» **Data for processing**:

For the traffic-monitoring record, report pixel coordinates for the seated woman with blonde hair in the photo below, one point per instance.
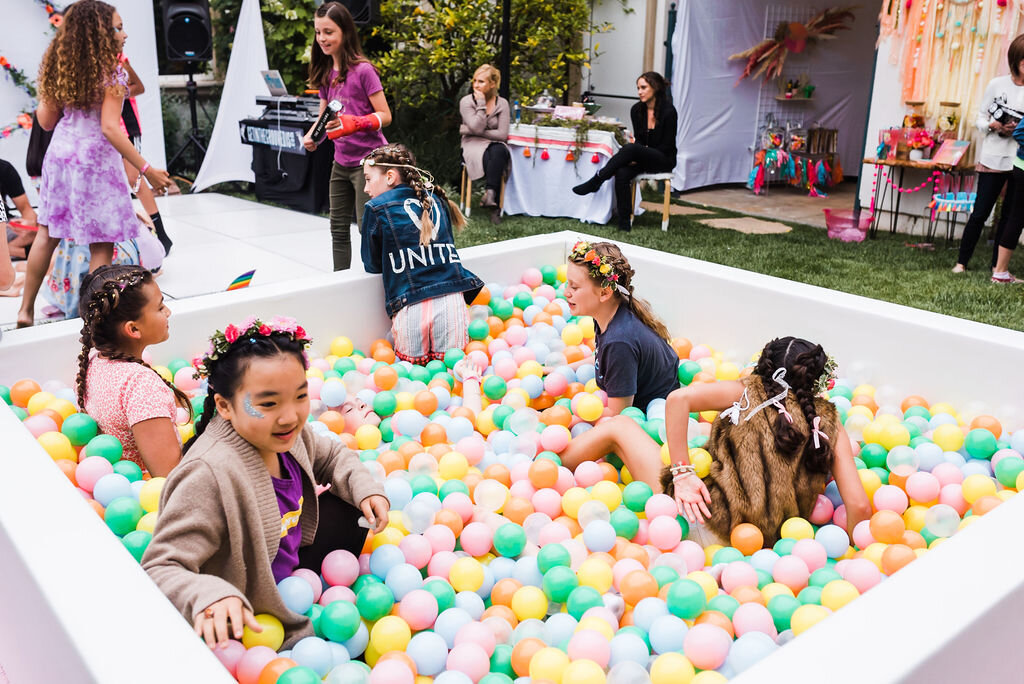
(484, 129)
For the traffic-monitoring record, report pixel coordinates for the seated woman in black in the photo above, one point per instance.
(654, 124)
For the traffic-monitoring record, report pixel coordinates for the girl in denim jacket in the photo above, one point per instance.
(407, 238)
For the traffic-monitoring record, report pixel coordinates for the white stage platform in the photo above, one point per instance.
(217, 238)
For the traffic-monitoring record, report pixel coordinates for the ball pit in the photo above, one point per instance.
(605, 582)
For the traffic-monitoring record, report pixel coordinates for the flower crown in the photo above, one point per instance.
(826, 380)
(251, 328)
(600, 266)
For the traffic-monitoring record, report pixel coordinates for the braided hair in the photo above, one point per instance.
(225, 373)
(804, 362)
(398, 157)
(112, 296)
(640, 308)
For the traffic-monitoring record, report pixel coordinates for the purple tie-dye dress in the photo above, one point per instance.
(84, 195)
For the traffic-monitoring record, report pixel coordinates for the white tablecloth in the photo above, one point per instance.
(544, 187)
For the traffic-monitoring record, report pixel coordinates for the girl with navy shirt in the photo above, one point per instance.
(407, 238)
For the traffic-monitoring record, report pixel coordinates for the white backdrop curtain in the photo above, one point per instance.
(718, 121)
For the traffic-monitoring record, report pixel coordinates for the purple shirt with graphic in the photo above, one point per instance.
(354, 92)
(289, 492)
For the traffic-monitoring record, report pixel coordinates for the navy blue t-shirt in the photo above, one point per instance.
(632, 359)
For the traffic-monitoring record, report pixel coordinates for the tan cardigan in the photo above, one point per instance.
(479, 129)
(219, 525)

» **The problem**:
Without the pictures, print the whole listing exactly as given.

» **Finished task**:
For the traffic-monitoring record, report pixel coordinates for the seated woman with blonde hair in the photo below, one point per instance.
(484, 129)
For the traffic-monitoring record, report pixel coordinates for the seated woman in black in the photo above, one point per instance.
(654, 124)
For the traffic-monitoring record, report pixel coordinates for the girl in denim jacket in the photo above, one point per instance.
(407, 238)
For the traffic-monitoring record, report pixel coordinates for the white stage platform in the photo above, one point per instance.
(217, 238)
For the traffic-monitoring record, report pixel coordinates for the ball pit in the photo above, one point per instance.
(605, 582)
For the traffic-monitoring record, report pixel coordinates for the flower crown in the photo above, one point per instance.
(826, 380)
(251, 328)
(600, 266)
For the traffic-monitoring record, report pixel coordinates for the braided hair in the photo above, one point per instance.
(225, 373)
(804, 362)
(398, 157)
(112, 296)
(640, 308)
For the traffic-monitoring record, report pixel coordinates for the purple tie-dye dress in the photo above, one point per instance.
(84, 195)
For the traffic-monitoring record, report pixel coordinates for the white tablecloth in the photo above, one point per instance.
(544, 187)
For the traffic-monitoring record, report pixel coordinates for the girl with navy shirt in the photo above, one point per instance.
(407, 238)
For the traffic-monitoring record, report pixel coordinates for the white backdrop curtain in the photo above, one point per instance.
(718, 121)
For the traffic-monitoring record, report pixel coordinates for the purple shirt with graphic in the photo above, one point per instance.
(354, 92)
(289, 492)
For the traffic-monitoring record, report pixel coordinates for the navy blue t-shirt in the photo above, one point per instance.
(632, 359)
For the traffic-monitoring record, report pixel coordinates for the tan cardigan in the photo above, one point per instance.
(479, 129)
(219, 525)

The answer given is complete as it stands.